• GOAL OF THE EXERCISE
Transfer the rows below, starting at the line that contains "Can you find the dried" and running through the end of the rows, requests included, with -115 added to every coordinate in the answers.

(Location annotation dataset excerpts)

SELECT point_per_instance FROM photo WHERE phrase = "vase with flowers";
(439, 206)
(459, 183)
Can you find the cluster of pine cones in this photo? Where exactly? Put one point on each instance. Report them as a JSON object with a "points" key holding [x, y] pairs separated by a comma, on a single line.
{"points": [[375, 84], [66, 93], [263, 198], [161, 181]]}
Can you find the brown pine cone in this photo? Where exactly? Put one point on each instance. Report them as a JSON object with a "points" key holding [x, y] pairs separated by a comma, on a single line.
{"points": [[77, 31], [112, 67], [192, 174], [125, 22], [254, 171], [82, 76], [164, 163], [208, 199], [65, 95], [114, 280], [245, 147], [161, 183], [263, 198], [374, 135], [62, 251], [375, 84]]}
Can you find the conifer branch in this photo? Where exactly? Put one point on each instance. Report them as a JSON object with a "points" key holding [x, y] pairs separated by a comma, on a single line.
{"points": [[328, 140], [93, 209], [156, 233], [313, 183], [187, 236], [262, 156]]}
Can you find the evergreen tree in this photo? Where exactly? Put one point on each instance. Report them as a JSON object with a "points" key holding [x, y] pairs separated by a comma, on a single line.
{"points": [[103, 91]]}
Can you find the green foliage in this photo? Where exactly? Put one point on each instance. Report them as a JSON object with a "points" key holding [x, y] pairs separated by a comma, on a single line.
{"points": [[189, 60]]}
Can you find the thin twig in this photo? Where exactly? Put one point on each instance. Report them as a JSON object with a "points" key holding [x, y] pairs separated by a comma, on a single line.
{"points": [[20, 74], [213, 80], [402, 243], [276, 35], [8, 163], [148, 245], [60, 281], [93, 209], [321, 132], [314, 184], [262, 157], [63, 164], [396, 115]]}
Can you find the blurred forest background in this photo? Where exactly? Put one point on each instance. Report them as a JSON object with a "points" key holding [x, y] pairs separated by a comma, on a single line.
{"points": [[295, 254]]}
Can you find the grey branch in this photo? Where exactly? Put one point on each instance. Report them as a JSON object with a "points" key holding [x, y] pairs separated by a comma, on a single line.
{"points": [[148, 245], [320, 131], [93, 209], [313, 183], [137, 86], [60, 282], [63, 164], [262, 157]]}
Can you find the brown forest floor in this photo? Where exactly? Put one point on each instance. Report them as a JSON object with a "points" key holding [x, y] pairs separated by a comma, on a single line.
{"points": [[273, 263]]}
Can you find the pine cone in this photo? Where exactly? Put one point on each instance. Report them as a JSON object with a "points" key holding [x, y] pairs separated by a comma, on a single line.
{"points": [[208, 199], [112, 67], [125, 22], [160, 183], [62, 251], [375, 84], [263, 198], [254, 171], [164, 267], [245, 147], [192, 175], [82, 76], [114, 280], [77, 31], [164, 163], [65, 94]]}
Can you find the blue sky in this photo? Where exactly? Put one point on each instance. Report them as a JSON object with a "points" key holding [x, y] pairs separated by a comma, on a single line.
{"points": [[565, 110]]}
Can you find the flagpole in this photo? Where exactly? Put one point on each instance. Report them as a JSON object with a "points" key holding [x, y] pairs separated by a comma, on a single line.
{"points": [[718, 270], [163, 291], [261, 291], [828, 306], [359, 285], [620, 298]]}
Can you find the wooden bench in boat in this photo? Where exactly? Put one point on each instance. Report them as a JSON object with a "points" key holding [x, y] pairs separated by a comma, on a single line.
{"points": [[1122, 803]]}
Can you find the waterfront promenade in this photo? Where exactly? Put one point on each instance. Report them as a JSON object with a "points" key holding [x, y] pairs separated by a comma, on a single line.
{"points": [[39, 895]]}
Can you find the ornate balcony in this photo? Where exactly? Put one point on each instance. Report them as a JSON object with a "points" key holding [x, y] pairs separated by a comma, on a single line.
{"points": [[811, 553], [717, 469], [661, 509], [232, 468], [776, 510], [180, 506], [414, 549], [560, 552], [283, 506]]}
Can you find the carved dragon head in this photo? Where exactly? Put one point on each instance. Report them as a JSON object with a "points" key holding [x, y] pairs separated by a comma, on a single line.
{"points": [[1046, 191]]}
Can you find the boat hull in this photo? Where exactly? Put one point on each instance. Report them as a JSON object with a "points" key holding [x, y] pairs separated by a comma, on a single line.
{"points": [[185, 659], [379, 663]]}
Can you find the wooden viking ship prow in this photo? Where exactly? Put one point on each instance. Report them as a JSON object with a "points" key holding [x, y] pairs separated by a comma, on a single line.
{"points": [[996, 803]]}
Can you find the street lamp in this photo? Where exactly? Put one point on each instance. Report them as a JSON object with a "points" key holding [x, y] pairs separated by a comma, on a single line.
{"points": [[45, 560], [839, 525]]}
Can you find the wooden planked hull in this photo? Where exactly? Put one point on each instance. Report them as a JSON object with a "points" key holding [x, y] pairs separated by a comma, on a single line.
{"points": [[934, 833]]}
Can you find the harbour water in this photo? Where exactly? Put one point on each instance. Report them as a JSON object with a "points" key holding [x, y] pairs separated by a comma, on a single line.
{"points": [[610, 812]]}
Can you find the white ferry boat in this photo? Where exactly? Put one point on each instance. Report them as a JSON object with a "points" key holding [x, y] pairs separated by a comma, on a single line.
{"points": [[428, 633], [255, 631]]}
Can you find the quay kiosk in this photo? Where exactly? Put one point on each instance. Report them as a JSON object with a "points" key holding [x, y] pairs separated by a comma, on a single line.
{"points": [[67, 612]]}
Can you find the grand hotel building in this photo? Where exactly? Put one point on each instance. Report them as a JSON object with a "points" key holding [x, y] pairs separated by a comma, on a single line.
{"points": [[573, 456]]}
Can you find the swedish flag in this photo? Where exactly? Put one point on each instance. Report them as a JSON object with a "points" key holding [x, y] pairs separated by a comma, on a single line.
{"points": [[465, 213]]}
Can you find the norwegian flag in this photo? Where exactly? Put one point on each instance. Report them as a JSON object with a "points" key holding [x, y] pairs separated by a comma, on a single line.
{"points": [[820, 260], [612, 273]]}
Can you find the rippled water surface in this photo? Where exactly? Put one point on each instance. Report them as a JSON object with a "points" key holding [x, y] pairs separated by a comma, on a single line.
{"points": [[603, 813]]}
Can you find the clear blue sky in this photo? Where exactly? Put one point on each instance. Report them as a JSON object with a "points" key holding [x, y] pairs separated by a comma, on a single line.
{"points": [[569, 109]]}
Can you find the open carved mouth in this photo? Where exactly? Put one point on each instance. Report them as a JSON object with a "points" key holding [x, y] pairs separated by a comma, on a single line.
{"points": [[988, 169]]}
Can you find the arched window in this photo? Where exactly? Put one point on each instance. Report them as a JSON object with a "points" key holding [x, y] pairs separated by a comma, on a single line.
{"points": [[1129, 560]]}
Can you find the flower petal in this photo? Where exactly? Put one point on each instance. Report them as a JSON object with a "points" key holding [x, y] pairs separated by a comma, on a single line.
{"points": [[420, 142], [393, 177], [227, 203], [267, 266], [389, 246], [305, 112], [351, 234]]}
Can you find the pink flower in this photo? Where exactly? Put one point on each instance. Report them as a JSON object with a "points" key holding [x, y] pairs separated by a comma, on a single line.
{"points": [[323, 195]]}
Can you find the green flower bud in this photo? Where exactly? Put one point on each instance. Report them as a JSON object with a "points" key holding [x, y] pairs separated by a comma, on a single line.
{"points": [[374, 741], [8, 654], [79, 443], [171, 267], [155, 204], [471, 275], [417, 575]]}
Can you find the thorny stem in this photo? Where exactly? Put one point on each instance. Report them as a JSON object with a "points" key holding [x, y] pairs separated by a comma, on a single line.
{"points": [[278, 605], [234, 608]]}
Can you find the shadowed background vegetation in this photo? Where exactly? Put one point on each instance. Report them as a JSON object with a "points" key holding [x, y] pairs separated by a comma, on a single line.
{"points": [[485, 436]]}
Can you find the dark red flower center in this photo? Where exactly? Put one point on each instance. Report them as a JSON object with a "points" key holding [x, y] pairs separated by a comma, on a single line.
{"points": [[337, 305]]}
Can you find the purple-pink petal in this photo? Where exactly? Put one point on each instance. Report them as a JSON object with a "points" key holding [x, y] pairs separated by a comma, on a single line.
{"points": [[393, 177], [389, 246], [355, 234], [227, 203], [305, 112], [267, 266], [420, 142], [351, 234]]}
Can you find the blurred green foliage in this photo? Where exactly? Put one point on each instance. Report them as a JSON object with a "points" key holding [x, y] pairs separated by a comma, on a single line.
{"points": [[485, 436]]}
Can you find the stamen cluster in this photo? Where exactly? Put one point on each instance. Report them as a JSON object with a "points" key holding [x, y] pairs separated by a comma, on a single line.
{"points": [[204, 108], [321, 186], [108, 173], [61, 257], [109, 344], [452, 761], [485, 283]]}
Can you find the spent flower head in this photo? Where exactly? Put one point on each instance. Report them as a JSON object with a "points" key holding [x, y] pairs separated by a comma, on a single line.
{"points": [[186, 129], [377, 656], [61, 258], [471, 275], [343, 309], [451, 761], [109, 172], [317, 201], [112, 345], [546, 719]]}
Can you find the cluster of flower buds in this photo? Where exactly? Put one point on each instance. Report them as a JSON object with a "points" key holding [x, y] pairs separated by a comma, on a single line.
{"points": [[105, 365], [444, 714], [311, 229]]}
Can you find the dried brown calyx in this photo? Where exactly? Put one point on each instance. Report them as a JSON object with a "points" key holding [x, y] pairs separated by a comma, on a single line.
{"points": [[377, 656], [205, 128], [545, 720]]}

• RESULT OF THIS TASK
Can you find the dried brown calyx in this photo? Where exactly? Put one point on each instance. Report them as a JSON object with a "points" key holding [x, y] pairs separated by a comma, on a single line.
{"points": [[262, 541], [90, 13], [430, 605]]}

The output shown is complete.